---- Given records
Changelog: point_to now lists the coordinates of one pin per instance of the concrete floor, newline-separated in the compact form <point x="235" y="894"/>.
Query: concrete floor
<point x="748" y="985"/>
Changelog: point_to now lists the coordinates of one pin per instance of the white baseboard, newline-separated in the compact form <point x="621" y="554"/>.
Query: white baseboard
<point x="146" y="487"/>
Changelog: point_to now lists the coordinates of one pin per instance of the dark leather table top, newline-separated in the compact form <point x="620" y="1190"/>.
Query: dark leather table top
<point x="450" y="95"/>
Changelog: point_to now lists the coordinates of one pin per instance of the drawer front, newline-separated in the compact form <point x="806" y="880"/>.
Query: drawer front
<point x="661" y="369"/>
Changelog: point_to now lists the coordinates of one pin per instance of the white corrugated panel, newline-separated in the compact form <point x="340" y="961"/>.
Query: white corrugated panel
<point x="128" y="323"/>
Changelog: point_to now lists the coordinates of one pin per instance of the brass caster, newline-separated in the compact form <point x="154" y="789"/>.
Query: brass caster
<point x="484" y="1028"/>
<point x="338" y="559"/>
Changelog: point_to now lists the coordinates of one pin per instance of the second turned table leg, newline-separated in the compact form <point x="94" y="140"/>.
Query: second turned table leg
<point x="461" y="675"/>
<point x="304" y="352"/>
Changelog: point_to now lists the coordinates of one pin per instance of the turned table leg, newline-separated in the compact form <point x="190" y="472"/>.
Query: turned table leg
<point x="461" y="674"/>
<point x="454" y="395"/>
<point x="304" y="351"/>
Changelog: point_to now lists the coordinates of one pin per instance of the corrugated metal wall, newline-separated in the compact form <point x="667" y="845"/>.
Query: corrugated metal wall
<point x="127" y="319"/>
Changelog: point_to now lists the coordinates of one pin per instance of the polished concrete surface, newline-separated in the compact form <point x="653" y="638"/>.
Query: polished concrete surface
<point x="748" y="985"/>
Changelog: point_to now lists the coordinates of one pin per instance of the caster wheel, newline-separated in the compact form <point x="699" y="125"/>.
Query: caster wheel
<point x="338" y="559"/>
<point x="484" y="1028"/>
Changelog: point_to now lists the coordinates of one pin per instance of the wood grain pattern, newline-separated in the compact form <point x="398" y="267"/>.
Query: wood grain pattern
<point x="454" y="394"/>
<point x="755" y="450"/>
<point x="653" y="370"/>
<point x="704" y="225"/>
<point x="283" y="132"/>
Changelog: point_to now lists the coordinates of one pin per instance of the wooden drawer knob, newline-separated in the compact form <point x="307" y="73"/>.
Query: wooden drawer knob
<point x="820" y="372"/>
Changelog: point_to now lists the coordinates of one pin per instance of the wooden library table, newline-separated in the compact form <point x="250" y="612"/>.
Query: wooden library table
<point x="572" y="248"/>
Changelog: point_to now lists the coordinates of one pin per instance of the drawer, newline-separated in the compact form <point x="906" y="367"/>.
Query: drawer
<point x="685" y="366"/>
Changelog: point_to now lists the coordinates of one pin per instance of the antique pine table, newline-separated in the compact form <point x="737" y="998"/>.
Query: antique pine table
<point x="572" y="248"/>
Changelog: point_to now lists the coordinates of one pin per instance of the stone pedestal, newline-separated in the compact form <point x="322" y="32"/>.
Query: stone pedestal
--------
### What to produce
Please reproduce the stretch of the listing from the line that contains "the wooden drawer" through the end of the listing, both ends included, with the requests unchanged. Multiply every point coordinate in the answers by 1.1 and round to whole numbers, with halves rounded up.

### Final result
Changelog: point_to now lists the coordinates of one pin per instance of the wooden drawer knob, newline-separated in the compact form <point x="307" y="73"/>.
Query: wooden drawer knob
<point x="902" y="409"/>
Changelog: point_to now lists the coordinates of one pin per instance of the wooden library table, newline-separated in the compact form <point x="250" y="612"/>.
Query: wooden library table
<point x="629" y="273"/>
Changelog: point_to now lists the coordinates of one pin per instance of the drawer, newline-separated in the compact form <point x="906" y="367"/>.
Query: drawer
<point x="754" y="403"/>
Changelog: point_to now lists the coordinates of one pin per instance of the antique pine table, newline-separated in the compact form <point x="737" y="998"/>.
Query: antique pine table
<point x="629" y="273"/>
Changelog: point_to now lists the coordinates of one pin per instance of the stone pedestal, newline-separated in the compact form <point x="322" y="32"/>.
Query: stone pedestal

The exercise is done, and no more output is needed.